_What is required_
Please output the entries below from the line that contains "the black boot" through the final line, reproduced exactly and alone.

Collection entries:
-.-.-

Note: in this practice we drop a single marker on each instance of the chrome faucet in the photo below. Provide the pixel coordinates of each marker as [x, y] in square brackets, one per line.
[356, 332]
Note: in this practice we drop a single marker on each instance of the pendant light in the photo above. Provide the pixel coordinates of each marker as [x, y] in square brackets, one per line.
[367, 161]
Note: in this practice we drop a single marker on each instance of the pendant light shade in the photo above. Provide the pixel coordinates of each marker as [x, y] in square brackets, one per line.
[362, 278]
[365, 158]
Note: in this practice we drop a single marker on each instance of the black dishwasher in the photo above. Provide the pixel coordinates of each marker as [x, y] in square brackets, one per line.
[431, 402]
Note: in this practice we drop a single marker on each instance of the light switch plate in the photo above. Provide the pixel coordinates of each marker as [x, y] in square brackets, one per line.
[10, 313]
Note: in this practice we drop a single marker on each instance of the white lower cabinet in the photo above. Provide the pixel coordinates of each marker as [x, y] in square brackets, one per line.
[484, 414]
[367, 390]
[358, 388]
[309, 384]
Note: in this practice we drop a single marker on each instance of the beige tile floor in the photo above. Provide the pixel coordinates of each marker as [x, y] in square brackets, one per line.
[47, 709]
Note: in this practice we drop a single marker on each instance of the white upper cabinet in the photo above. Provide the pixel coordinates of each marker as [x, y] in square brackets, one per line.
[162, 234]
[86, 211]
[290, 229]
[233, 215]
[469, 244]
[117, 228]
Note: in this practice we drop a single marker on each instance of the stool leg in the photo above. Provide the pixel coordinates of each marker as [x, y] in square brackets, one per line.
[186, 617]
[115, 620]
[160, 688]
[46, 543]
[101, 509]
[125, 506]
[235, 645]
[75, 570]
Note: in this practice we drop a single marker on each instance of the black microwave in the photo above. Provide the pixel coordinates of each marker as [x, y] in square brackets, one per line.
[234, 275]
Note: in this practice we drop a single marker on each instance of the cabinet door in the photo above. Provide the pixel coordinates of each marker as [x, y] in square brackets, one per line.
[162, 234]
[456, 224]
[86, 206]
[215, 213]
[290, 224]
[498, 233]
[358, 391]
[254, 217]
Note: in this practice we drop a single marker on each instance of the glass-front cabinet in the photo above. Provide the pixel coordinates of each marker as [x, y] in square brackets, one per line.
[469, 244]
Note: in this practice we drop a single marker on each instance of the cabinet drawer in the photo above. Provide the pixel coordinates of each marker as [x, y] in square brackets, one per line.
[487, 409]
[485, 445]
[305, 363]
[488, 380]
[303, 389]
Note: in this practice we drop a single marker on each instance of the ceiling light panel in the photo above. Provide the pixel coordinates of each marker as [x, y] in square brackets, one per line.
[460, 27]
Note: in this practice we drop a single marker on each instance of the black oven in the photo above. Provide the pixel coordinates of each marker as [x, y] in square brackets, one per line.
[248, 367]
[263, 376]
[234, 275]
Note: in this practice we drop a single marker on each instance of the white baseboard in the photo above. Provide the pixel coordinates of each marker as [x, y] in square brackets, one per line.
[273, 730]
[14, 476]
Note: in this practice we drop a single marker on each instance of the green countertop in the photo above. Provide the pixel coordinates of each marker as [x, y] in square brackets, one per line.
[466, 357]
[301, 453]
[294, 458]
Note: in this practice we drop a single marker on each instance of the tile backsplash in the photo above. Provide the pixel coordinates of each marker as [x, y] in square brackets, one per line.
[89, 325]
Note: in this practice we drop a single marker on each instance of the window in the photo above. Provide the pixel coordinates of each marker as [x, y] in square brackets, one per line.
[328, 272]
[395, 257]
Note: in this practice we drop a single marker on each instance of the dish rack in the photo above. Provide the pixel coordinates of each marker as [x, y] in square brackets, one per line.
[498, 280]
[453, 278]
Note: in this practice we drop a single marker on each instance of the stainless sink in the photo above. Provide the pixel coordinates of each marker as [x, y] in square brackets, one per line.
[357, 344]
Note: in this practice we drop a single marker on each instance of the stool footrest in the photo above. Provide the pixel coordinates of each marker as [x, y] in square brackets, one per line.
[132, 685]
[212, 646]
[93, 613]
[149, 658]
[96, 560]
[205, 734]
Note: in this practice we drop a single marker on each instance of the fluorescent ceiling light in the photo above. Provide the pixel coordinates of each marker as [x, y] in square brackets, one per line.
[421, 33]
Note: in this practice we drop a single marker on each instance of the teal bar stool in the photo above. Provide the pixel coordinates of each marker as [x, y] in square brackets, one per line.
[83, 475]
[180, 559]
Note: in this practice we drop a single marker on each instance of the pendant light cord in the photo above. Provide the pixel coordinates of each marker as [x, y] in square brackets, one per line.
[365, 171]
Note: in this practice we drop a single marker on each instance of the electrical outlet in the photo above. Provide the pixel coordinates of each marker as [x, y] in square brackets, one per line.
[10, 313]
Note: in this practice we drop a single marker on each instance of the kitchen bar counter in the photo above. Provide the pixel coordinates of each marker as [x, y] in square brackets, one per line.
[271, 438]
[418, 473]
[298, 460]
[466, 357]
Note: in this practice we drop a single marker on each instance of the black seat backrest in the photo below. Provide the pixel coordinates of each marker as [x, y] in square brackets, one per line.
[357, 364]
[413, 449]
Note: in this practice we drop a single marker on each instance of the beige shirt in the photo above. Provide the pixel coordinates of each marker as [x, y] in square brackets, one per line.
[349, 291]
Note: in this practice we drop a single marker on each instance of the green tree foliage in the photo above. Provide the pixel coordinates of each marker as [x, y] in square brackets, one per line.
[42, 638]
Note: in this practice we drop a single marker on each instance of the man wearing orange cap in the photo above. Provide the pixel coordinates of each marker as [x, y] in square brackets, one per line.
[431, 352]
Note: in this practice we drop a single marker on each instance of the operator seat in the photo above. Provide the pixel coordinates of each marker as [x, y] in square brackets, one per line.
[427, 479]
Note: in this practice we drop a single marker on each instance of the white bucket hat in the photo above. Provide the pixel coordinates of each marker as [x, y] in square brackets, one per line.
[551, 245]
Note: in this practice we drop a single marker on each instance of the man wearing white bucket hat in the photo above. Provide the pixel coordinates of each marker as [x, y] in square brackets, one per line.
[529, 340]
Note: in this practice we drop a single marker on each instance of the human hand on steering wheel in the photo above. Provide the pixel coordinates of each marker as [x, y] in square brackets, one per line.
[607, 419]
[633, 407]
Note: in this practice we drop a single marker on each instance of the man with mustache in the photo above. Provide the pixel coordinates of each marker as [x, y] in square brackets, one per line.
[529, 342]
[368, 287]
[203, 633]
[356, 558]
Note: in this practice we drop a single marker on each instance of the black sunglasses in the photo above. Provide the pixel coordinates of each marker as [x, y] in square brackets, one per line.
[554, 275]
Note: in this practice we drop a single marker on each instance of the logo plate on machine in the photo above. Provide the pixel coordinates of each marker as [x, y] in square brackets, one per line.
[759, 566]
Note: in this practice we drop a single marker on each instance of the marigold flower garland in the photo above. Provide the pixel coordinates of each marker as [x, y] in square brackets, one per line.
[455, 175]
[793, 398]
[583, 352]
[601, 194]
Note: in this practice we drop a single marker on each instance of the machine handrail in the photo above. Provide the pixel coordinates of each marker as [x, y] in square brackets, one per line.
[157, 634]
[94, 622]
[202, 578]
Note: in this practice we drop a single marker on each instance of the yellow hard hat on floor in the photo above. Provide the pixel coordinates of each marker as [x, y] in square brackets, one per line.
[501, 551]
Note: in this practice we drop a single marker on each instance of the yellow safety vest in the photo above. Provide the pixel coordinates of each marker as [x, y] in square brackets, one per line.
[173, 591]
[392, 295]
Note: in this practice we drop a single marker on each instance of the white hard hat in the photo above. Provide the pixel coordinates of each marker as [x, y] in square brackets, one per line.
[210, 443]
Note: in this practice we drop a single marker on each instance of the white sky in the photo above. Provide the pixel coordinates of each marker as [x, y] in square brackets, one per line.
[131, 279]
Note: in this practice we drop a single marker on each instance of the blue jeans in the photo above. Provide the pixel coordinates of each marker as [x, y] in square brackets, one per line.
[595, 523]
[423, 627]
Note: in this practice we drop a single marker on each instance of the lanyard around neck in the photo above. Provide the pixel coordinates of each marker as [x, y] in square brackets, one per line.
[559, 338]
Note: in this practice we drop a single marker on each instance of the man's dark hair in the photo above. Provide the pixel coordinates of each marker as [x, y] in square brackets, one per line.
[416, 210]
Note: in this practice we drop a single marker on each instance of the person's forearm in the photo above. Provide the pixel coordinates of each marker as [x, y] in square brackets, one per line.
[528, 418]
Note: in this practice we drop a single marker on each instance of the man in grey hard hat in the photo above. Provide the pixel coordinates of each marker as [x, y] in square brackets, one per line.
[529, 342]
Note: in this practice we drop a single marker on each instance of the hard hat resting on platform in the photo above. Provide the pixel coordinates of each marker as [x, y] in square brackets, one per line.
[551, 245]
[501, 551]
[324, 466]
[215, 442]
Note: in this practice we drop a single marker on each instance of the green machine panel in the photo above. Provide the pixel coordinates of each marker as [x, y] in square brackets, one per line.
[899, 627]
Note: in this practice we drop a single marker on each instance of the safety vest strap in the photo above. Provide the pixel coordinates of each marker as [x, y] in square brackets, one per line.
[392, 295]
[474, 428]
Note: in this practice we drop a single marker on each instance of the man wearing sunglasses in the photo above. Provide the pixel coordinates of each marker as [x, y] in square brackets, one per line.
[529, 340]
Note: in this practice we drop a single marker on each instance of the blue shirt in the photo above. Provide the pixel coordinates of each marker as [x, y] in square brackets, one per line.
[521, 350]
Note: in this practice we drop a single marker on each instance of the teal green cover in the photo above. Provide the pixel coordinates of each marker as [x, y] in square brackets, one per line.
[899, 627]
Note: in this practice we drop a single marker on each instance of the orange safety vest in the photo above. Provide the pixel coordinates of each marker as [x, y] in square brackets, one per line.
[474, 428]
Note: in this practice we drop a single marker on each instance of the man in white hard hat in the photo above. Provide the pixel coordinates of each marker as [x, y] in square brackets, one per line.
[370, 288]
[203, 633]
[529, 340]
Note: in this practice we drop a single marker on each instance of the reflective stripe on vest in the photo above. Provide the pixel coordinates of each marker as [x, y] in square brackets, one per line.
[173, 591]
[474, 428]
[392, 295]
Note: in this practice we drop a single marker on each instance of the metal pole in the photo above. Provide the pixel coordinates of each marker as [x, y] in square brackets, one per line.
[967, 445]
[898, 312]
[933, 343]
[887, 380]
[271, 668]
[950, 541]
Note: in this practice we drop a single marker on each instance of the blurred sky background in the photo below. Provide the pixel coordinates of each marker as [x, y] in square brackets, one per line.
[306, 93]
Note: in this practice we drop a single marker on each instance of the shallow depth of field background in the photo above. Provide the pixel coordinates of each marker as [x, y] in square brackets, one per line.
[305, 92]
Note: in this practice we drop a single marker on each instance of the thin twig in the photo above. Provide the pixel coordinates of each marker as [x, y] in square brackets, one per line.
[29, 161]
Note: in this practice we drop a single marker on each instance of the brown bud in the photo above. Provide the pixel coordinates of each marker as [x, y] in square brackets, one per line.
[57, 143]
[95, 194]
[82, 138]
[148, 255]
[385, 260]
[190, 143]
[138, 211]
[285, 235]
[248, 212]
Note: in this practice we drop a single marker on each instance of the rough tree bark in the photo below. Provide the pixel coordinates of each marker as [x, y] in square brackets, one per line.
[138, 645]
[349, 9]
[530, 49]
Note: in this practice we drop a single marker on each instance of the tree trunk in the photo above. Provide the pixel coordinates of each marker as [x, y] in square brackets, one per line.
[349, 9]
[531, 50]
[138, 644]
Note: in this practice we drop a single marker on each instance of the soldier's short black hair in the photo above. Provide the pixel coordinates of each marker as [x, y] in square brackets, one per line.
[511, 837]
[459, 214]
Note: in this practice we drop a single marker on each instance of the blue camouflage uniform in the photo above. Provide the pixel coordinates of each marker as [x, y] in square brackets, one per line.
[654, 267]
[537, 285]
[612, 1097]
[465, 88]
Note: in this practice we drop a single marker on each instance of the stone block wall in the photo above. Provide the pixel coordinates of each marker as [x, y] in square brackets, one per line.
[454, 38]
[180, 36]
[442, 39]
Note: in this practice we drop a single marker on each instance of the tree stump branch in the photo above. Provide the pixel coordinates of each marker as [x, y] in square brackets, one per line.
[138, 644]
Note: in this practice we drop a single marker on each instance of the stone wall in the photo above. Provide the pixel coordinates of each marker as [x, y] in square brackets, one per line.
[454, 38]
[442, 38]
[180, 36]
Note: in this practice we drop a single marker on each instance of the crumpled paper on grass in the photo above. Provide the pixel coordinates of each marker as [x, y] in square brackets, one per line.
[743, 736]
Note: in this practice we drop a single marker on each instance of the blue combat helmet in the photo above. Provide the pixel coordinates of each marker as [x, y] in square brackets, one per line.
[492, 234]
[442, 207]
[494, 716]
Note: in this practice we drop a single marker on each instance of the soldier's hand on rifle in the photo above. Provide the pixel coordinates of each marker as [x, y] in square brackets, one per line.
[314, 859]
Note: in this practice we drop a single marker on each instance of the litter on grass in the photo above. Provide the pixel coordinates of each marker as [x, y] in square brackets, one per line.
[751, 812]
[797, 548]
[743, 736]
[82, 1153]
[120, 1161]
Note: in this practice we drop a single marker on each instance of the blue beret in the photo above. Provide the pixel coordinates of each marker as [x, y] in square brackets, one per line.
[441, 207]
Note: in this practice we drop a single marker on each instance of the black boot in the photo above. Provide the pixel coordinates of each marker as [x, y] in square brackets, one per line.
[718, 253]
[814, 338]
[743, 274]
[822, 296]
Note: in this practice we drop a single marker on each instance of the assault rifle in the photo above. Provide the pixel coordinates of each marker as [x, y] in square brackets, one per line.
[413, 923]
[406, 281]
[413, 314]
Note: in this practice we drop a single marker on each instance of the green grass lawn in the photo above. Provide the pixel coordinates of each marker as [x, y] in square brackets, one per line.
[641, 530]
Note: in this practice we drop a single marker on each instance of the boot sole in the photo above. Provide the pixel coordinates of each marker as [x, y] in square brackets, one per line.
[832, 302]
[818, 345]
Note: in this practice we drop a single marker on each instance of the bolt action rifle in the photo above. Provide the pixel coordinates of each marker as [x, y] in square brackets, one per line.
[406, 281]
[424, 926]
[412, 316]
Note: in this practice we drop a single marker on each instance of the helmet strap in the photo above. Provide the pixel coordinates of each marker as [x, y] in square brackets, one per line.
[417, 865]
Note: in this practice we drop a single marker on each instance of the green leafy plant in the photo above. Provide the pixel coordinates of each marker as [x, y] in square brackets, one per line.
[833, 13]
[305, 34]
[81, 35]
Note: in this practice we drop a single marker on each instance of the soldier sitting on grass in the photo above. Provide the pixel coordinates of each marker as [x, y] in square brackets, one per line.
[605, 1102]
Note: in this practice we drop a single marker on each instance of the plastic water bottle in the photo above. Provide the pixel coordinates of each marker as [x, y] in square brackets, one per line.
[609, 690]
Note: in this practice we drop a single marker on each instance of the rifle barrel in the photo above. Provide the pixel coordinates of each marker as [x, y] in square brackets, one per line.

-.-.-

_Exercise output_
Note: in this practice we drop a single marker on each instance of the black boot in the photo above. Provide the pixel coordinates of each marker as [x, y] in square brackets, one per line.
[718, 253]
[814, 338]
[743, 274]
[822, 296]
Note: in this practice we drop a single marker on each instance of the assault rifle in the photo above. Provide the pixel coordinates of each marker as [x, y] in square brackets, one per line.
[413, 923]
[406, 281]
[413, 314]
Note: in this practice we drop a single marker on each instance of the green grass lawn in the photo above. Provide the pixel coordinates of each marker as [x, y] in square brackets, one per line.
[641, 530]
Note: in this practice we drop a single marker on each instance of the boot sole in the photo above. Provide the pixel coordinates of each marker as [x, y] in square brackets, one per line.
[832, 302]
[818, 345]
Note: in this practice we drop a single marker on each instance of the bolt action rifle in the photo above. Provide the pixel coordinates of each marker as [x, y] in square brackets, one per line.
[406, 281]
[424, 926]
[412, 316]
Note: in this practice we drop a single marker on each instance of the helmet strap in the photo above. Provide the pixel coordinates of each marker as [x, y] in square brackets, one per line.
[417, 865]
Note: in this practice we drop a single marker on each instance of the green leafy plant in the photo above. Provide the pixel coordinates of each marker as [x, y] in square brackets, one per line.
[833, 13]
[305, 34]
[81, 35]
Note: in this practice we drop a single marker on each instance of the soldier sitting on grass in the photo above. Provide the pixel coordinates of each marker as [x, y] in square brackets, one per line.
[605, 1102]
Note: in this practice we drop a single marker on each instance of the plastic water bottle in the photo above. Provide the pixel coordinates of each marker as [x, y] in square brackets, one per line.
[609, 690]
Note: in this practice we drop a single marker on each instance of the rifle barrel in the photo above. Provide the pixel coordinates of each marker as [x, y] in square brackets, one per line.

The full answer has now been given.